**Soal Tertulis a**.
Mohon sunting entri dari baris yang memuat "The client would like the white painted" sampai dengan baris yang memuat "[83,43,107,80]", dengan mengganti "dark hair" menjadi "brown hair" tanpa mengubah bagian lain. Tuliskan kembali hanya baris-baris tersebut.

**Kutipan Teks**.
§

Ayer juga menyatakan bhawa konsep harus atau jangan/tidak boleh dalam akhlak atau seluruh konsep-konsep moral sama sekali tidak ada muatan kognitif/penegtahuan. Semua itu tidak menjelaskan realitas objektif apapun di luar, mereka semua juga tidak menjelaskan kondisi apapun yang di alami mental. Mereka hanya menggmbarkan perasaan-perasaan subjektif pembicara. Dengan ungkapan lain, konsep-konseop akhlak adalah simbol-simbol yang digunakan untuk mengungkapkan emosi-emosi seseorang.[9]

  1. Keniscayaan Aksidental

Sebagian ulama muslim berpandangan bahwa konsep harus moral mengkonotasikan keniscayaan substansial atau keniscayaan aksidental. “Konsep harus yaitu keniscayaan substansial atau keniscayaan aksidental yang menjelaskan tingginya martabat eksistensial/hakikat sesuatu”.[10] Tentunya, ada perbedaan antara harus moral dengan harus nonmoral, bahwa harus moral hanya digunakan pada hal-hal yang muncul dari kehendak pelaku yang akil dan bebas, adapun harus nonmoral berkaitan dengan realitas-realitas yang keniscayaannya bersumber dari sebab-sebab determinatif, alamiah dan tidak berkehendak. Dengan ungkapan lain, perbedaan mendasar antara harus moral dan harus logis, yaitu bahwa keniscayaan riil moral berasal dari kehendak dan kesadaran pelaku, seadangkan keniscayaan nonmoral ditemukan akal dari faktor-faktor determinatif, tak berkehendak.[11]

Penafsiran konsep harus moral ini juga dapat ditemukan dalam teori-teori I’tibariyah (konvensionalisme).[12]

Sebagaimana yang akan kami jelaskan pandangan alternative di bawah ini, konsep harus pada dasarnya berupa keniscayaan relatif, bukan keniscayaan substansial ataupun keniscayaan aksidental.

§

**Baris Data**.
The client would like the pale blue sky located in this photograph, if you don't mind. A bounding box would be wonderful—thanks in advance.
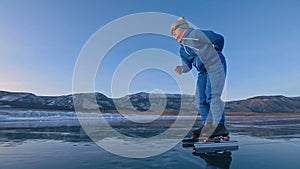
[0,0,300,100]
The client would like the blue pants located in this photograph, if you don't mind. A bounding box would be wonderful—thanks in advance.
[196,52,227,124]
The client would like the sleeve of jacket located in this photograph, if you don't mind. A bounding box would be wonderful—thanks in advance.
[179,46,193,73]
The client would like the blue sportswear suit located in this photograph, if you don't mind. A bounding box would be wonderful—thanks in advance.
[180,28,227,124]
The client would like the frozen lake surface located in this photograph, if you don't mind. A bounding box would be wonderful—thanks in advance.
[0,110,300,169]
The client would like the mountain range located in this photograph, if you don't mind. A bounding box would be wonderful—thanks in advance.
[0,91,300,113]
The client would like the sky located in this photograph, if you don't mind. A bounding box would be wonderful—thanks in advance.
[0,0,300,100]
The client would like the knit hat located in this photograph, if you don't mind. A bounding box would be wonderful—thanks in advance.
[170,16,190,33]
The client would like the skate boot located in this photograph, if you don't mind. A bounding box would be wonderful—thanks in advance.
[192,126,203,140]
[182,126,203,142]
[202,124,230,142]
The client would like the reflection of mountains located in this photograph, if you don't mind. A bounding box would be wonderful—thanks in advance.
[0,116,300,145]
[0,91,300,113]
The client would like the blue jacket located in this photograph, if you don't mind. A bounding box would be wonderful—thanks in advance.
[179,28,225,73]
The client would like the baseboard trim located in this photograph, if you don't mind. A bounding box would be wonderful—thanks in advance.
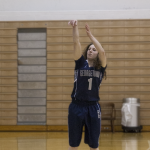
[0,125,150,132]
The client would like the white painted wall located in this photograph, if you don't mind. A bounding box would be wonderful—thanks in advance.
[0,0,150,21]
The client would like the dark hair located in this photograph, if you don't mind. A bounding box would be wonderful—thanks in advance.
[83,43,107,80]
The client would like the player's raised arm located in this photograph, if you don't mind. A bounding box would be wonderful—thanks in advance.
[68,20,82,60]
[85,24,106,67]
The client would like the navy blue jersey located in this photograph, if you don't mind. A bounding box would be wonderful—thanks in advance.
[71,55,107,101]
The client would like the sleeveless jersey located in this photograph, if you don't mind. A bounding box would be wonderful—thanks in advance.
[71,55,107,101]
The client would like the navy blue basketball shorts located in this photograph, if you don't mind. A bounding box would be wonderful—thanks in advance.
[68,102,101,148]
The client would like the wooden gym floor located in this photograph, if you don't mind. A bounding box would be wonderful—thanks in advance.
[0,132,150,150]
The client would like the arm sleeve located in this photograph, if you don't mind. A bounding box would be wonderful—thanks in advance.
[74,55,86,70]
[100,64,107,78]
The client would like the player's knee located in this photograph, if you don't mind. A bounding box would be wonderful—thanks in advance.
[68,146,78,150]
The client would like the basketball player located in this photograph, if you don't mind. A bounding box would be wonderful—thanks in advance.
[68,20,107,150]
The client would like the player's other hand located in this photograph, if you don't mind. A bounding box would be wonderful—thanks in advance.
[85,23,92,37]
[68,20,77,27]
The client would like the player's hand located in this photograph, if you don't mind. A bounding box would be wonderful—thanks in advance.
[68,20,77,27]
[85,23,93,37]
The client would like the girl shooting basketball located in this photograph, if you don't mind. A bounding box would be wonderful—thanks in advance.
[68,20,107,150]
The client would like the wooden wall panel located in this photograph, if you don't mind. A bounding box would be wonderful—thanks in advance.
[0,22,19,125]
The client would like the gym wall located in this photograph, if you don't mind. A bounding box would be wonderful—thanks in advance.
[0,19,150,130]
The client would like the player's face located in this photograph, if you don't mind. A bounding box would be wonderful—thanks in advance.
[87,45,98,59]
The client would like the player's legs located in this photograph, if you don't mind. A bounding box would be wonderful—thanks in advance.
[85,104,101,150]
[68,103,84,150]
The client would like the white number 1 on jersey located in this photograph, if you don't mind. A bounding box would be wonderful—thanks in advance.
[88,78,92,90]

§

**Soal Tertulis b**.
Lanjutkan teks tentang konsep harus dalam moral, dimulai tepat sesudah kalimat terakhirnya.

**Keluaran Diharapkan a**.
The client would like the white painted wall located in this photograph, if you don't mind. A bounding box would be wonderful—thanks in advance.
[0,0,150,21]
The client would like the brown hair located in this photograph, if you don't mind. A bounding box would be wonderful—thanks in advance.
[83,43,107,80]

**Keluaran Diharapkan b**.
PANDANGAN ALTERNATIF

Kata harus dan jangan bisa digunakan dalam dua fungsi; pertama, dalam rangka memerintah atau melarang. Dalam sebagian sastra bahasa, harus dan jangan hanya berfungsi sebagai arti yang mengekor. Artinya ia tidak punya arti yang mandiri. Tetapi ia berlaku sebagai bentuk perintah dan larangan yang ada pada kata kerja kalimat. Misalnya, kalimat “harus bicara!” yang identik dengan “bicaralah!”, atau kalimat “Tidak boleh bicara!” yang identik dengan “jangan bicara!”.

Kedua, harus dan tidak boleh bisa berfungsi sebagai makna yang mandiri, tidak mengekor kepada selainnya. Dalam fungsi ini, kata harus berarti mesti, lazim, wajib, niscaya. Misalnya, “harus berbuat adil” adalah statemen imperative yang juga bisa dituangkan ke dalam bentyuk deklaratif; “Berbuat adil adalah kemestian, kewajiban”. Kata harus dalan kalimat deklaratif itu bukan berarti perintah, tetapi secara konsekuentif bermakna wajib dan mesti, yaitu makna yang menjelaskan kemestian suatu perbuatan.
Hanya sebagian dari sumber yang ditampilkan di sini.